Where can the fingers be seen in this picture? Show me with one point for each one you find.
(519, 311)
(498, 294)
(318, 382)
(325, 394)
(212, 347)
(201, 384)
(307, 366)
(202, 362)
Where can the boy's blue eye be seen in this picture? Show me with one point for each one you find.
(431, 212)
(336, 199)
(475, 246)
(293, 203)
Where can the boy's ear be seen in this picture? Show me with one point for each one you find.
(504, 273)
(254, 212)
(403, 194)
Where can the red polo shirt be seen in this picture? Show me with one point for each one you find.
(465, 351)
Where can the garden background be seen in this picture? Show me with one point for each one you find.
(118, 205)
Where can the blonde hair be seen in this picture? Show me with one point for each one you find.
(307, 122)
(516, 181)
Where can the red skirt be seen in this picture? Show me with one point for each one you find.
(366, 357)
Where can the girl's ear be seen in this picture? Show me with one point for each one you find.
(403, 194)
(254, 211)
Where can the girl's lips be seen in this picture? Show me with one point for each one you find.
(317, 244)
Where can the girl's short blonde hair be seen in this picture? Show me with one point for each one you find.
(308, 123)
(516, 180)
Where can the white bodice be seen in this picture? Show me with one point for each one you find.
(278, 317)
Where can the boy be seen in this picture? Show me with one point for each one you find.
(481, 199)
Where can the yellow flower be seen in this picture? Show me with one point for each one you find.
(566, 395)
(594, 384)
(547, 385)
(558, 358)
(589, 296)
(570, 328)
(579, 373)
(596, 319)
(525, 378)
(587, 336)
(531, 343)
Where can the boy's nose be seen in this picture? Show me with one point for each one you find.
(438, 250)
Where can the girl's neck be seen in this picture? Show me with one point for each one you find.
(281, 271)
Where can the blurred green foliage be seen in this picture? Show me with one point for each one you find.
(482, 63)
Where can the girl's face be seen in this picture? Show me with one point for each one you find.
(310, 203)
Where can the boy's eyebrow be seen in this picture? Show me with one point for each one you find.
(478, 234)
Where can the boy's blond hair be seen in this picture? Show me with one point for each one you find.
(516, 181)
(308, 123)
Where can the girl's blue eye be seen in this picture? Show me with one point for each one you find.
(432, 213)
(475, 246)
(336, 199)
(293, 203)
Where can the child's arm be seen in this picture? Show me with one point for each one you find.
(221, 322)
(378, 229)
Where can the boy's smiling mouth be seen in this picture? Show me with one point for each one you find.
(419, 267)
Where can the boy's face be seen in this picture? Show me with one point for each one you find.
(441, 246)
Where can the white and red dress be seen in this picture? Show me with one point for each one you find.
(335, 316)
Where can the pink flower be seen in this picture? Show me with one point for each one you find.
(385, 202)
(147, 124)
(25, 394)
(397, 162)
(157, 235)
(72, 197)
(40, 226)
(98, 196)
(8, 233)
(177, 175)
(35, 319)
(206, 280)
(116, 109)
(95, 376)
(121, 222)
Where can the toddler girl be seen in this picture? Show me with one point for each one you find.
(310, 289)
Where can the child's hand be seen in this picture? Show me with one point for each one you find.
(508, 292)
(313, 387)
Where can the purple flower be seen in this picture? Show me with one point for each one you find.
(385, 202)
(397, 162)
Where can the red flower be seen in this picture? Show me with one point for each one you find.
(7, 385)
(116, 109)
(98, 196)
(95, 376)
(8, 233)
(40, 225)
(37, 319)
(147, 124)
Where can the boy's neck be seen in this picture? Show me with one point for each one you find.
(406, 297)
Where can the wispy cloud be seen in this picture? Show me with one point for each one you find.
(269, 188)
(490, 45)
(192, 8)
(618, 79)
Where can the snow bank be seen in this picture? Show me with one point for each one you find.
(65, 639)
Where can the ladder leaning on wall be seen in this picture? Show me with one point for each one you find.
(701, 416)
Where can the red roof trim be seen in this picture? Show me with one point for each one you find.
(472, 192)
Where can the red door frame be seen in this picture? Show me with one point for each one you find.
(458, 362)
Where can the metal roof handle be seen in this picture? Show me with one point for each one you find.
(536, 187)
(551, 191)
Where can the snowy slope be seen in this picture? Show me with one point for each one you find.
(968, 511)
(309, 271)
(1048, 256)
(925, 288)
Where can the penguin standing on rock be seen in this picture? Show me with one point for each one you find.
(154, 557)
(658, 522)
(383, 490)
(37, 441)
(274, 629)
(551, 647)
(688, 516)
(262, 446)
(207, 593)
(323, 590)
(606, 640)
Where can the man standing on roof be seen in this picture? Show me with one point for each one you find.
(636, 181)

* **REQUIREMENT**: Starting with the line containing "Where can the penguin" and going on through the last of the entries, write out every line again with the requests included, and adjust each coordinate in the answers by adding -21 to it.

* **THE ANSWER**:
Where can the penguin standing on rock be seen in this picture? Show me with one point for each one you find.
(133, 536)
(637, 501)
(362, 469)
(16, 420)
(253, 608)
(530, 626)
(667, 495)
(241, 425)
(186, 572)
(302, 569)
(585, 619)
Where can the man standing on roof be seen in this picture? Show me with one point for each one you find.
(615, 160)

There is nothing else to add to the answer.